STUDY TEXT:

□ □ □ □ □

Similarly, EPIC urges the Commission to clarify that an entity which retains identifiable health information for longer than necessary to serve the purpose for which it was collected has triggered a “breach of security.” An entity that retains PHR identifiable health information for any significant length of time is highly likely to retrieve (i.e., acquire) such information from the database in which it is stored—for example, to periodically back such data up or to transfer it to a different storage device. If the entity carries out such processes beyond the period of time implicitly authorized by a consumer, it has accordingly breached the security of that data. Excessive retention of PHR identifiable health information, therefore, can also constitute an unauthorized acquisition under the HBNR.
In response to Question 1 (Topic 2), the Commission’s revised definition of “breach of security” is helpful because it provides entities with more clarification and information with respect to their obligations, which will promote compliance. Entities that take adequate measures to prevent unauthorized access to identifiable health information will not need to make significant changes to their business practices. This clarification will help guide businesses that need to improve their data security practices, which will benefit consumers.
In response to Question 2 (Topic 2), the HBNR should make clear that overcollection of PHR identifiable health information is itself is a form of unauthorized disclosure, as an entity acquiring PHR identifiable health information from an individual in excess of that individual’s implied authorization has triggered a breach of security
III. The revised definition of ‘PHR related entity’ is strong but highlights the need for strict ‘de-identification’ requirements.
Responsive to Topic 3.
We strongly support the Commission’s revised definition of “PHR related entity” to include a non-HIPAA-covered entity that (1) offers products or services through the website of a vendor of personal health records; (2) offers products or services through the websites of HIPAA-covered entities that offer individuals personal health records; or (3) accesses information in a personal health record or sends information to a personal health record.
As explained in Section I, EPIC supports extending the scope of “PHR related entity” to cover online services, including mobile applications. First, extending the rule to include vendors of personal health records through any online service, including mobile applications, is appropriate and consistent with the way consumers access health information today.
Second, the Commission should limit the data that falls outside of the scope of the HBNR to the greatest extent possible in order to protect consumers’ personal health information. To that end, the Commission should encourage the Department of Health and Human Services to update its section 13402 guidance (“Guidance to Render Unsecured Protected Health Information Unusable, Unreadable, or Indecipherable to Unauthorized Individuals”) to specify that data minimization is a required methodology for entities to make personal health information “unusable” to unauthorized individuals. The current HHS guidance states that PHI is rendered unusable, unreadable, or indecipherable if the electronic PHI is encrypted as specified in the HIPAA Security Rule consistent with NIST encryption standards or when the media on which PHI is stored is destroyed and cannot be reconstructed or destroyed consisted with NIST standards. But the Commission should encourage HHS to add a third, mandatory methodology to this list: a data minimization framework requiring that the collection, use, sharing, and retention of PHI be limited to that which is reasonably necessary to fulfill the authorized purpose for which the PHI is collected (plus narrow additional purposes that HHS may specify). Such a methodology would render extraneous PHI unusable, unreadable, and indecipherable to unauthorized individuals because that data would be unavailable to begin with.

□ □ □ □ □

DATA:
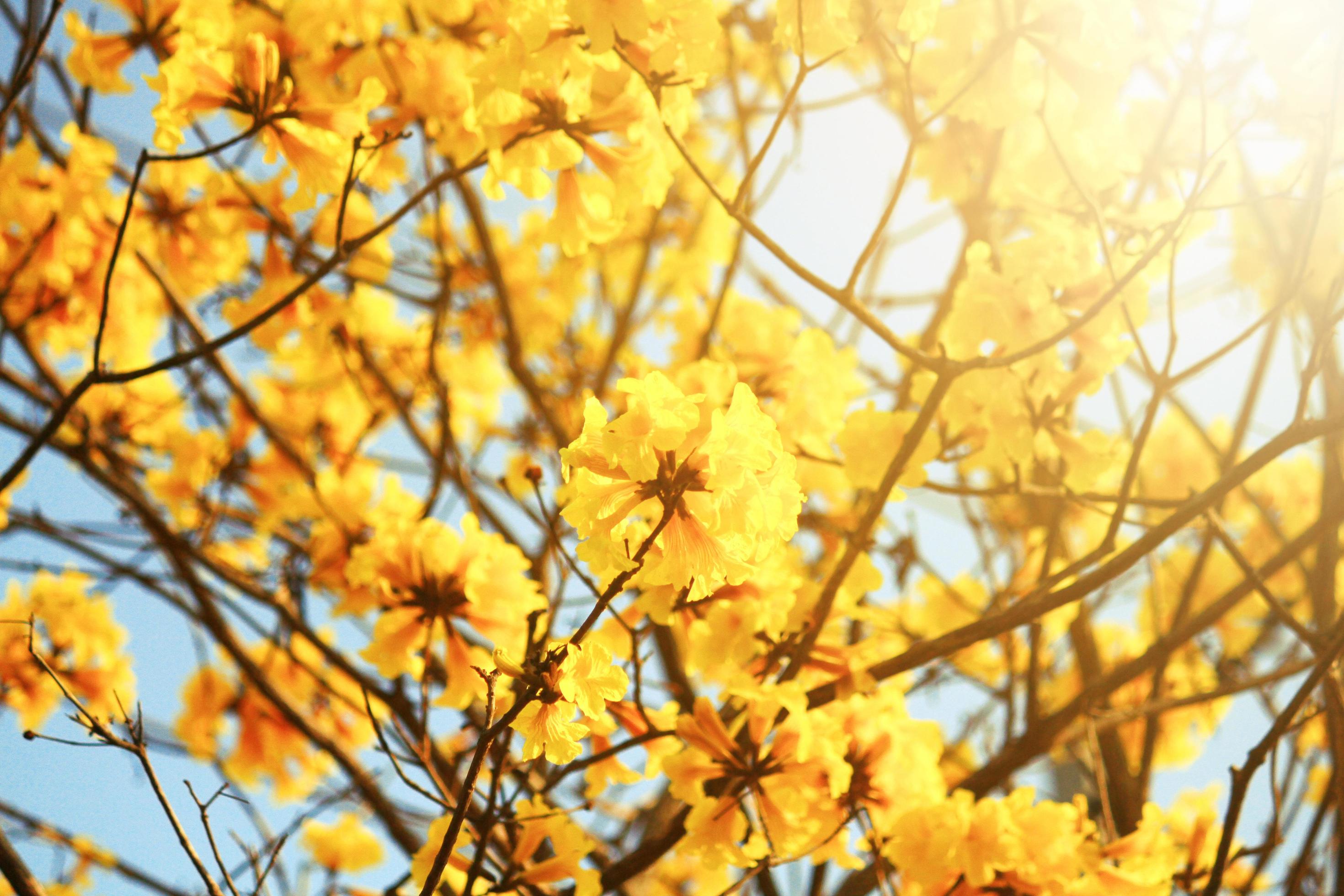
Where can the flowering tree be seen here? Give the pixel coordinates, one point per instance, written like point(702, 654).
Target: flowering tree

□ □ □ □ □

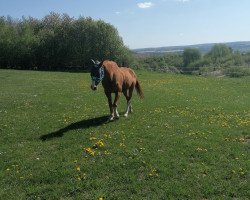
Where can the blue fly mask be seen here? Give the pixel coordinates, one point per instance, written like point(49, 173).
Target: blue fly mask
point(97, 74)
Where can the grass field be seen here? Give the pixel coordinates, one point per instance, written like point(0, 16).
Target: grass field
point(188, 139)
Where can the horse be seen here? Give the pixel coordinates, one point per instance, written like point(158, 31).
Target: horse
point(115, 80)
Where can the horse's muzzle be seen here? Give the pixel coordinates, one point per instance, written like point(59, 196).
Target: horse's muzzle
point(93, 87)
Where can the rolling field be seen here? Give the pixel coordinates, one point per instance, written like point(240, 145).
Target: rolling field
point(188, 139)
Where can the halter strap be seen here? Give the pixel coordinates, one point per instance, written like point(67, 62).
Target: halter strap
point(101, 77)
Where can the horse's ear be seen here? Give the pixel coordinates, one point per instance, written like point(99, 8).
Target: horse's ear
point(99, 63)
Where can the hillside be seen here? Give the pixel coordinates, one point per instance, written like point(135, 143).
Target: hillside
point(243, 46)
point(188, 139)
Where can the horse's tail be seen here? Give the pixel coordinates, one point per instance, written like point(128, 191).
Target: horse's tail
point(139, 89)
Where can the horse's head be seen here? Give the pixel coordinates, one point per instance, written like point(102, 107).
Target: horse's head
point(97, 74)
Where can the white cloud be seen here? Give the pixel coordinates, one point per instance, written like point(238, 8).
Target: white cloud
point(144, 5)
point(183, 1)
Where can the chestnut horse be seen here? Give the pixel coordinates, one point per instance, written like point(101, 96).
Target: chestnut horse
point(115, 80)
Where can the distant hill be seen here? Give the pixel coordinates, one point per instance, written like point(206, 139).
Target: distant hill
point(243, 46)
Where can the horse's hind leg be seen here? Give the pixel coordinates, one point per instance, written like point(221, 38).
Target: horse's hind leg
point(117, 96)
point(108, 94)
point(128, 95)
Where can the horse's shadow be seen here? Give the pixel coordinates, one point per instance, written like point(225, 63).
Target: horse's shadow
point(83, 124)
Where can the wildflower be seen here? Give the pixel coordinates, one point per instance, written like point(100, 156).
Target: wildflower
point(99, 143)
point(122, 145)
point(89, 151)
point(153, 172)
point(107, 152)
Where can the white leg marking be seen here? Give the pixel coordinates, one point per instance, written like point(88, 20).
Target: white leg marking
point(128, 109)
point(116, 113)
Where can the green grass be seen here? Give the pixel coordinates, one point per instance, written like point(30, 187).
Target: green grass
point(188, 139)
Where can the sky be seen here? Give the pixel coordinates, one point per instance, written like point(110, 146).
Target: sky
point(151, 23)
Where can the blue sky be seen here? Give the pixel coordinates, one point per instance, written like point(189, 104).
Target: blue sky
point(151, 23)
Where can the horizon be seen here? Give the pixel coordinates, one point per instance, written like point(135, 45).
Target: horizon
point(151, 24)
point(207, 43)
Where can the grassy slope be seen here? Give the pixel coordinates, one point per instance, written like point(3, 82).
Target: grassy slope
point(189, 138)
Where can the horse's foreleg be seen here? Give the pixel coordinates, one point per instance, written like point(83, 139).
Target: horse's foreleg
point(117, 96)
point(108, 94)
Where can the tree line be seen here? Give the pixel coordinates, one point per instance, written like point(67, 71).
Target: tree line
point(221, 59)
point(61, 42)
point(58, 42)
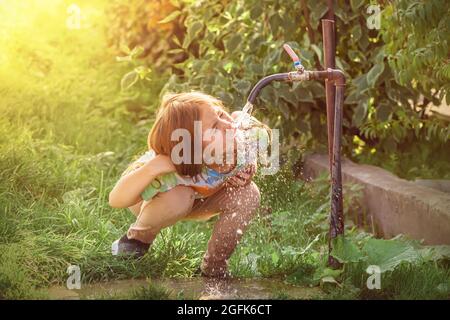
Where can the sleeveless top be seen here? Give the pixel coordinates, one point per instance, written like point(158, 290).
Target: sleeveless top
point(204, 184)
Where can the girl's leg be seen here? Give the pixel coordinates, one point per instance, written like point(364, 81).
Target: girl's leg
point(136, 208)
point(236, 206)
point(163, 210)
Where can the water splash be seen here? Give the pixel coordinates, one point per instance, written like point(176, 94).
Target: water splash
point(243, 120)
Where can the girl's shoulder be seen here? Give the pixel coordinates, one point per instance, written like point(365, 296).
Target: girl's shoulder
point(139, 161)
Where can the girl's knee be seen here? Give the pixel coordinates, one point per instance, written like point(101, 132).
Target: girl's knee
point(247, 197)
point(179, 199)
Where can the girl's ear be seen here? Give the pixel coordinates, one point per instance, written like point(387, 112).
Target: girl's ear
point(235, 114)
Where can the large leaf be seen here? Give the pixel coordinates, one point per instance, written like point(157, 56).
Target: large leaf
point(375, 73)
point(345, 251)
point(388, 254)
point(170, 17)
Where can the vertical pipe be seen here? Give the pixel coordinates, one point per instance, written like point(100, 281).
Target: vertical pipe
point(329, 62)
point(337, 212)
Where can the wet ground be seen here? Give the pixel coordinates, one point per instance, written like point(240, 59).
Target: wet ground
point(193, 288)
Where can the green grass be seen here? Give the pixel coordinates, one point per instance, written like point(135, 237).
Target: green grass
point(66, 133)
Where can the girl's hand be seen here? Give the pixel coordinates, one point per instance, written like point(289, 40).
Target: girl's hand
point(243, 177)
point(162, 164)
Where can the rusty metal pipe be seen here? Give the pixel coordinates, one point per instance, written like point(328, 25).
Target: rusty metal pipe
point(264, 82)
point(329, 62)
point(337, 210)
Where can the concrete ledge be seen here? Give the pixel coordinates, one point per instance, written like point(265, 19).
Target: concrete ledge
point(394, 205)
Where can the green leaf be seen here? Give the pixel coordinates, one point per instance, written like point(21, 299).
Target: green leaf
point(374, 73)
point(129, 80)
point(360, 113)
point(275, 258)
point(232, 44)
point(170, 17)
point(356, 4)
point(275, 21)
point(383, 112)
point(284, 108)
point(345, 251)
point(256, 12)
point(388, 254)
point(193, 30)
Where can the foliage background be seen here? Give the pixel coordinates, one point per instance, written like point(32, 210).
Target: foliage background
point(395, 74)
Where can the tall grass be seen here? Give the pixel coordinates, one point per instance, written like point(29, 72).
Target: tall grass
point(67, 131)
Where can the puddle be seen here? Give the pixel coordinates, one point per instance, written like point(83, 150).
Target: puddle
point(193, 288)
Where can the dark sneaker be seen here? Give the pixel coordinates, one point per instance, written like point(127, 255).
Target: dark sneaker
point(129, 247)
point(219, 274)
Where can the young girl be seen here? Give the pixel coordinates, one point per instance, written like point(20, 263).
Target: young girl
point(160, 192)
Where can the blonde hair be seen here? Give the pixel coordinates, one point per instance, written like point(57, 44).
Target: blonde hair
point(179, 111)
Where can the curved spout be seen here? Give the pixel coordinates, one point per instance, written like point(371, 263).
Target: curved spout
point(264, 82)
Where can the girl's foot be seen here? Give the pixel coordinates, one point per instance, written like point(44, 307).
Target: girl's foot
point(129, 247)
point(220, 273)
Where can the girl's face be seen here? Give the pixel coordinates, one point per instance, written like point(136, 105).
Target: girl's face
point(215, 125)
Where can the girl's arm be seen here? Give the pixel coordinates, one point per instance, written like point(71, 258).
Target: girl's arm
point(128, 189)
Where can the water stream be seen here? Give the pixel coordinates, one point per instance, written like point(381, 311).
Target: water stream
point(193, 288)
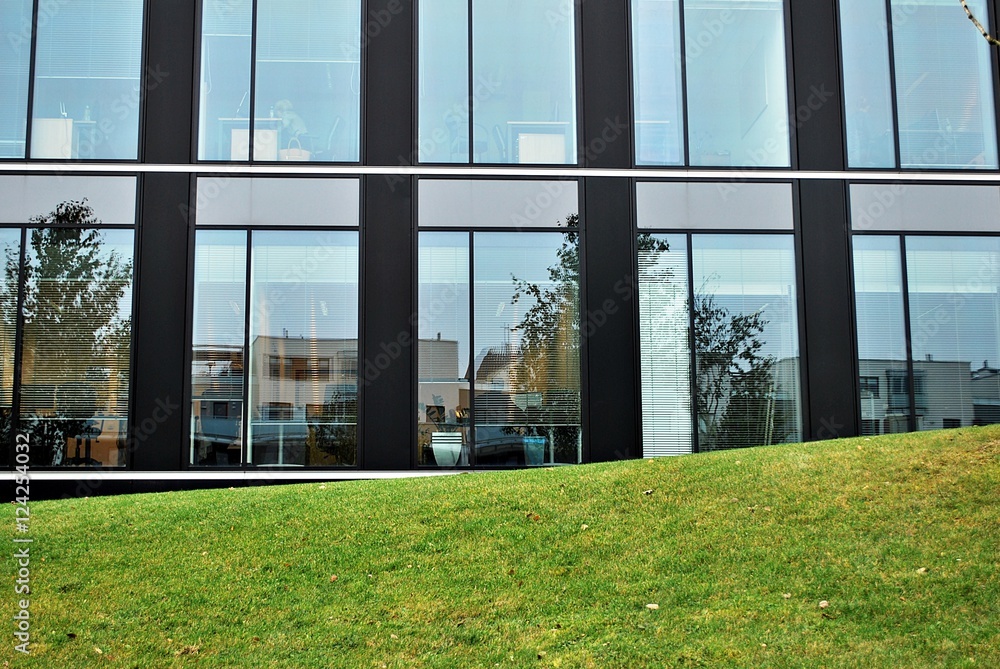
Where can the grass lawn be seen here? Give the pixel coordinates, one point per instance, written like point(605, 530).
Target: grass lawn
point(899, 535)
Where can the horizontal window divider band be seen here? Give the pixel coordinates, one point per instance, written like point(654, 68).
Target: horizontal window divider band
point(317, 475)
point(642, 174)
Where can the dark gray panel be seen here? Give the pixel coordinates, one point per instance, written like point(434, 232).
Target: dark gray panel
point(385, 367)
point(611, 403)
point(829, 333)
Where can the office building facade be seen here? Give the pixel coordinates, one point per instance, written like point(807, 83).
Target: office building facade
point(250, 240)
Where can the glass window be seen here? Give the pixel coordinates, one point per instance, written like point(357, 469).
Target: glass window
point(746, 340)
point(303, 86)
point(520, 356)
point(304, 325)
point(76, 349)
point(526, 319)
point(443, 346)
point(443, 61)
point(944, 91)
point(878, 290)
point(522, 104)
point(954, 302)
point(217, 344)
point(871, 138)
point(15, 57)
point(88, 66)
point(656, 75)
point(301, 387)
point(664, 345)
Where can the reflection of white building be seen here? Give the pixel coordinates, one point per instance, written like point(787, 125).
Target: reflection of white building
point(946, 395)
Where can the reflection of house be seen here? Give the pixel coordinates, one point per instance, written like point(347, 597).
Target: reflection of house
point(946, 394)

□ □ □ □ □

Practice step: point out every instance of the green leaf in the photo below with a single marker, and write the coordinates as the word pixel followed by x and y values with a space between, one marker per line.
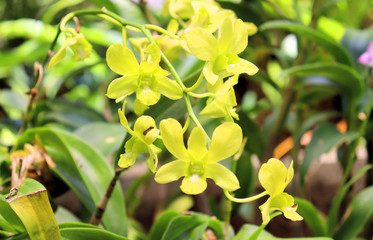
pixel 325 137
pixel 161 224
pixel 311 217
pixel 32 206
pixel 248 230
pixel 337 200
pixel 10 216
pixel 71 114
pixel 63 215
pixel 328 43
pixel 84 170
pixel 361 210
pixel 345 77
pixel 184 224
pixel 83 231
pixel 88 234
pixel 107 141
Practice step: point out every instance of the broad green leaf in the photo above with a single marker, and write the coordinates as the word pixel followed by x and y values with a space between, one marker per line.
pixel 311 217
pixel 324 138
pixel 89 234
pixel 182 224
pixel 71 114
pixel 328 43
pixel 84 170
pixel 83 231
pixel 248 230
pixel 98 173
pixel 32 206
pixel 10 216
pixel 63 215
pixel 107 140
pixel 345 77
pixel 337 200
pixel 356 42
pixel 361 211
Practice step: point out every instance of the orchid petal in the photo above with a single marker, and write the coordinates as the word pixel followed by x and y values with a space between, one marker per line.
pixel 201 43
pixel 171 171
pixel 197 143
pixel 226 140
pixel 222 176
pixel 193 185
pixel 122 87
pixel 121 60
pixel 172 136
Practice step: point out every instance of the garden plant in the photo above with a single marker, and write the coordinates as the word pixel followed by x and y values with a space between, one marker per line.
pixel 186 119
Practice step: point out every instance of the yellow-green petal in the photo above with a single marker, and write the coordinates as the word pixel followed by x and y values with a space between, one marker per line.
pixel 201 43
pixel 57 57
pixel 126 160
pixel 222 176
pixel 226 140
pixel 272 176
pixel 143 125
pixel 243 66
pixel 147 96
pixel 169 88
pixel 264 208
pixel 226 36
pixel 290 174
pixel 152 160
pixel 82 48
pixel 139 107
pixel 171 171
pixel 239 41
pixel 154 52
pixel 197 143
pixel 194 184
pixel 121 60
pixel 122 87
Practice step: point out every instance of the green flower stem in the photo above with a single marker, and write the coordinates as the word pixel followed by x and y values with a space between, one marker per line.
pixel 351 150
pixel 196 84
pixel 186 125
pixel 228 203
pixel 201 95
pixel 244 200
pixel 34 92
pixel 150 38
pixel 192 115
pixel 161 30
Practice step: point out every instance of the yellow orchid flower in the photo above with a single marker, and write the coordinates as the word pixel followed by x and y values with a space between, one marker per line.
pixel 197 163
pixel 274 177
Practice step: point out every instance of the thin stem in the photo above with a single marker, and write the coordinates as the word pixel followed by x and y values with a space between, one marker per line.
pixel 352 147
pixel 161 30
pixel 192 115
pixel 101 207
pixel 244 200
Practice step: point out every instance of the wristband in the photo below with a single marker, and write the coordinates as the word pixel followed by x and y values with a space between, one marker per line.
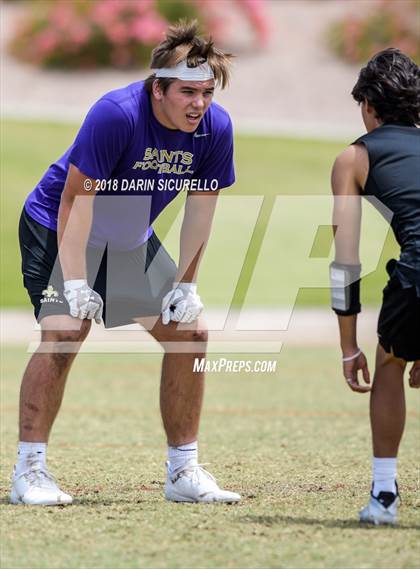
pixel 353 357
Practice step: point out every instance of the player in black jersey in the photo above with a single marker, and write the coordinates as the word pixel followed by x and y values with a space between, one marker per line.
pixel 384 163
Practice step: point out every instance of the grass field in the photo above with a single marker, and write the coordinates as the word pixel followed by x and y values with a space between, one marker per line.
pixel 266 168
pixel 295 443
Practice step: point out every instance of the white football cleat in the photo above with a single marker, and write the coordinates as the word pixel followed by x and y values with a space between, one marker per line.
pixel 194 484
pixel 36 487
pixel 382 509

□ □ □ □ □

THE PROBLEM: Write what comes next in the HBNR text, picking up after its final sentence. The rows come from a separate source and are unrelated to the HBNR text.

EXERCISE OUTPUT:
The Commission’s definition of “PHR related entity” also highlights the importance of ensuring that “de-identified” data not fall out of the HBNR’s coverage unless it is truly anonymized. As proposed, PHR vendors that “de-identify” identifiable health information before sharing it with third party service providers have rendered the data not PHR identifiable health information subject to the HBNR. But so-called “de-identification” techniques are often inadequate, leaving protect consumers’ highly sensitive health information susceptible to re-identification. Accordingly, the Commission should narrowly tailor what information is “de-identified” to data that is truly anonymized—for example, datasets that are rendered differentially private through noise injection. The Commission should set threshold requirements for effective de-identification to ensure that vendors and third parties are taking adequate steps to prevent reidentification of an individual’s health information. EPIC would recommend a de-identification standard that is consistent with the one laid out in the proposed the American Data Privacy and Protection Act (“ADPPA”). This standard requires, among other things, that covered entities “take reasonable technical measures to ensure that the information cannot, at any point, be used to re-identify any individual or device[.]”
IV. The proposed rule’s improved notice and compliance mechanisms will benefit consumers.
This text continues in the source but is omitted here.